__Written problem__. Copy out every line of the listing below word for word, with nothing changed.

__Data to process__.
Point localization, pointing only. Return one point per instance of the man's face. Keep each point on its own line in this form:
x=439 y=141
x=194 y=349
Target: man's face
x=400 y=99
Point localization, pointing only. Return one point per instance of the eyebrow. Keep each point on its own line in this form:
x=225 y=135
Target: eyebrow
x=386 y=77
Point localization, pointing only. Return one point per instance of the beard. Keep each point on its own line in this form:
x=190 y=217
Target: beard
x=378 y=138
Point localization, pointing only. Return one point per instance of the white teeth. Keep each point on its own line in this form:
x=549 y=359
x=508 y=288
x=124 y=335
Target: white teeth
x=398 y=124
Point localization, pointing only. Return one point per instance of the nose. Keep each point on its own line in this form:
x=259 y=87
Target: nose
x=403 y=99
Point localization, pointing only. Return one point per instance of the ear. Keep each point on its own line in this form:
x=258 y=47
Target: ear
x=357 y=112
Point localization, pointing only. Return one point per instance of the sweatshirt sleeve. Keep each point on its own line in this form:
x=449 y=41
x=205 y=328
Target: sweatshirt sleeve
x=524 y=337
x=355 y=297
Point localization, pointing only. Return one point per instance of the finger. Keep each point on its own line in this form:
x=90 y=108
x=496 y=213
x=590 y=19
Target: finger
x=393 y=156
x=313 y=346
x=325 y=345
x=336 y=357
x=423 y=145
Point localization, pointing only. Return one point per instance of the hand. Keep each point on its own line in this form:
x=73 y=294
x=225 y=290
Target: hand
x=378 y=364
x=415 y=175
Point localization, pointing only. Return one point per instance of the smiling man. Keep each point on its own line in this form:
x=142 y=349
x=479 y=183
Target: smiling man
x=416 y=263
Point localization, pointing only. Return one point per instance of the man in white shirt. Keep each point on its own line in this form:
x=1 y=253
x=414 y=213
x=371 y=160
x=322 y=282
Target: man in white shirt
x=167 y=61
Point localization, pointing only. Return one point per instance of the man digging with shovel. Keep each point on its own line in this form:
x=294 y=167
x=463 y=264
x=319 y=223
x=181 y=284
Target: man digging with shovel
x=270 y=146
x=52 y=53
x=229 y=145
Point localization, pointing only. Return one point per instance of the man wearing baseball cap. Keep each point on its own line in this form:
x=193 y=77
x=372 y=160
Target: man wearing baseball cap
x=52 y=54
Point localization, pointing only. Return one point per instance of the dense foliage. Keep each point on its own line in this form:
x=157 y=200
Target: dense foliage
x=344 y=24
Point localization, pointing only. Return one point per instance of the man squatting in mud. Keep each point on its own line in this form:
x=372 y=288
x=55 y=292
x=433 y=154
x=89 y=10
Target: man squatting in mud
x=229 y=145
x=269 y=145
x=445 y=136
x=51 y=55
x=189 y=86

__Output of the task__.
Point localization, pointing only. Return one point per instance of the man's face. Keep each point on its own line in this form:
x=439 y=141
x=194 y=349
Target: man's face
x=400 y=99
Point localization, pointing only. Return one point per instance of the eyebrow. Keep each point on its own line in this form:
x=225 y=135
Target: eyebrow
x=386 y=77
Point localization, pointing only. Return one point per instance of the beard. Keep each point on its own line in this form:
x=190 y=217
Target: beard
x=378 y=138
Point localization, pointing only. Return one point per instance of the white teeth. Keep each point on its own line in this form:
x=549 y=359
x=508 y=288
x=124 y=335
Target: white teeth
x=398 y=124
Point localization, pointing only. Return one point per instance of the nose. Keep each point on its own line in this form:
x=259 y=87
Target: nose
x=403 y=99
Point localization, pointing only. Return one point per instance of the ear. Keep each point on its own line in this form:
x=258 y=47
Target: ear
x=357 y=112
Point localization, pointing only. Return one point per instance of the sweatshirt sleeve. Keep each point on its own line in this form:
x=449 y=41
x=205 y=328
Target: sweatshirt sleeve
x=524 y=337
x=355 y=297
Point localization, pointing only. Return one point per instance of the finger. Keep each point on its own line in this form:
x=90 y=108
x=496 y=213
x=590 y=19
Target: finger
x=393 y=156
x=313 y=346
x=325 y=345
x=336 y=357
x=423 y=145
Point localization, pointing only. Return one point per instance of the hand. Keep each point on its own line in this form:
x=73 y=294
x=225 y=290
Target: hand
x=378 y=364
x=415 y=175
Point localization, pointing only. Return one point per instance of the smiling man. Keep each point on its own line in this form:
x=142 y=349
x=479 y=183
Target: smiling man
x=416 y=263
Point localization, pointing only. Return one point per instance of the man in white shirt. Keep each point on its own line in this form:
x=1 y=253
x=414 y=213
x=371 y=160
x=322 y=282
Target: man in white shirt
x=167 y=61
Point localization, pointing only. Return one point per instance of the man digging with shovel. Keep each point on its own line in this form:
x=294 y=167
x=463 y=264
x=319 y=223
x=181 y=284
Target: man digging with shovel
x=270 y=146
x=52 y=53
x=229 y=145
Point localization, pointing only. Return one point per instance of the man wearing baseball cap. Keep each point on its own line in this form:
x=193 y=77
x=372 y=160
Target: man wearing baseball cap
x=52 y=54
Point localization, pointing only. Return one point per instance of the dense foliage. Keep each point on its own line in this form:
x=157 y=200
Target: dense foliage
x=344 y=24
Point localization, pointing only. Return one point per instance of the man squatting in mud. Keep each point on its own line in this form:
x=372 y=288
x=55 y=292
x=433 y=154
x=89 y=10
Target: man squatting in mud
x=229 y=145
x=269 y=145
x=445 y=136
x=51 y=55
x=189 y=86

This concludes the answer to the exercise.